▽

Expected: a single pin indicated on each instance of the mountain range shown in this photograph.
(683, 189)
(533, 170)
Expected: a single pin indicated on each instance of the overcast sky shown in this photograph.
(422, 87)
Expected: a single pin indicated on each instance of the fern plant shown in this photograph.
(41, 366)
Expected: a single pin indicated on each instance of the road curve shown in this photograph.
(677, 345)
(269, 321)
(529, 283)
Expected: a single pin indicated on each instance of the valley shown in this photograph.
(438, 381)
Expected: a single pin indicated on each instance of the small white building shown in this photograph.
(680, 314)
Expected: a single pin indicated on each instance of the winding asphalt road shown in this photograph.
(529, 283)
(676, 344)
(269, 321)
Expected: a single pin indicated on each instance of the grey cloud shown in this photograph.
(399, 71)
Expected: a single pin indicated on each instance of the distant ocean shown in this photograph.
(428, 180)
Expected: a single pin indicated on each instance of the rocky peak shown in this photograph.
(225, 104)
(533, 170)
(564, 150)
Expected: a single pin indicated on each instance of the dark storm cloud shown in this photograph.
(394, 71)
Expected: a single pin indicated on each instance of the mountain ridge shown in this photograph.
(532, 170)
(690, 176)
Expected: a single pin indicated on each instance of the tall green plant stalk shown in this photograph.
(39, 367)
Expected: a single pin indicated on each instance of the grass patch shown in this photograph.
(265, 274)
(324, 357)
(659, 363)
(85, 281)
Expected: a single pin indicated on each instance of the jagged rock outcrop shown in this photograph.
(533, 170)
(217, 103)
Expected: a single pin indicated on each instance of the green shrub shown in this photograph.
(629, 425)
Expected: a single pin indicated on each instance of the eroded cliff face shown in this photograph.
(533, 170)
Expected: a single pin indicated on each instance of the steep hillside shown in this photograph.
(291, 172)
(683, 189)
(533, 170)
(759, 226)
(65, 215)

△
▽

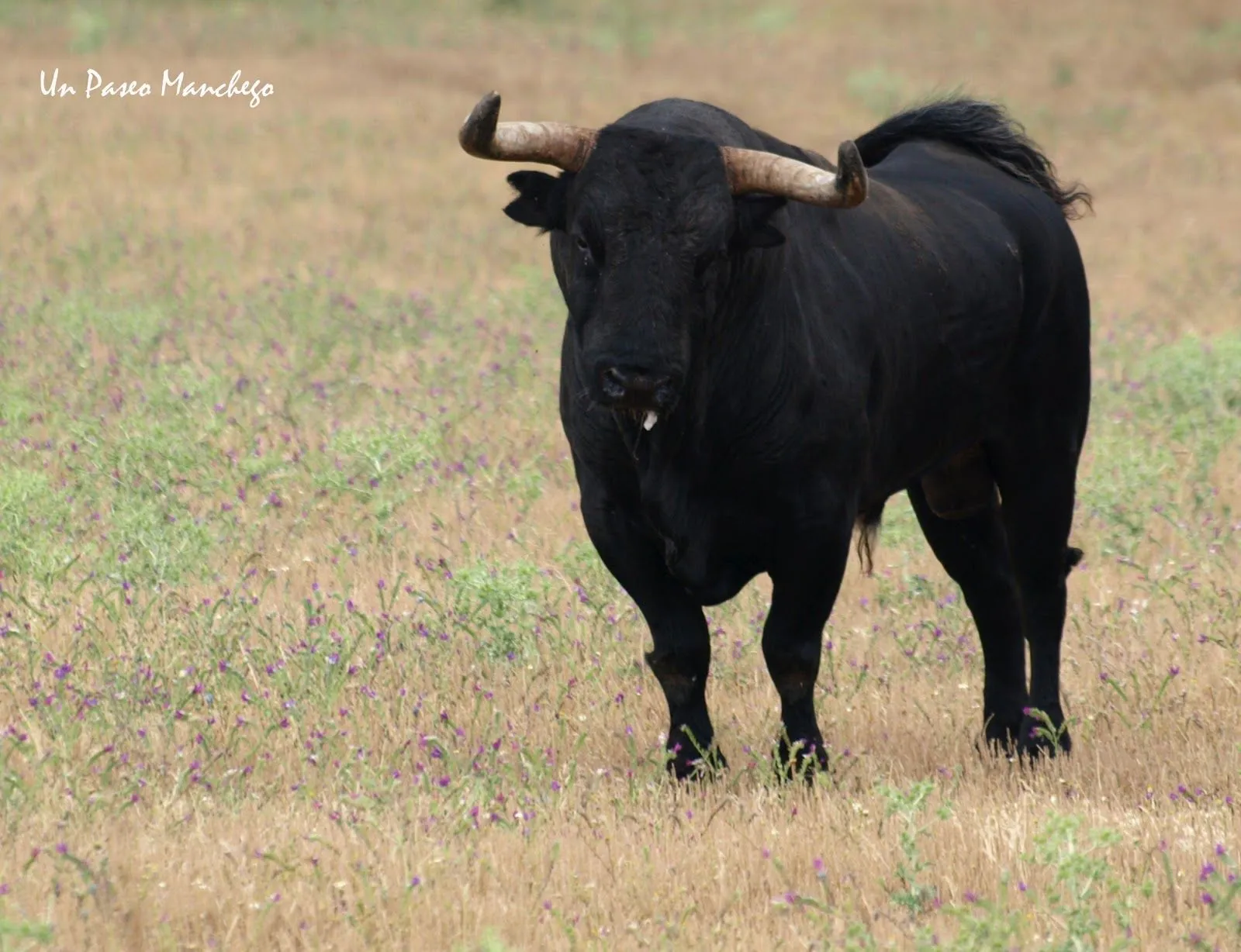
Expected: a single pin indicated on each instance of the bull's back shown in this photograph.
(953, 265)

△

__Requirements__: How many lines in the records above contain the word "road"? Reply with the number alone.

__Response for this exercise__: 2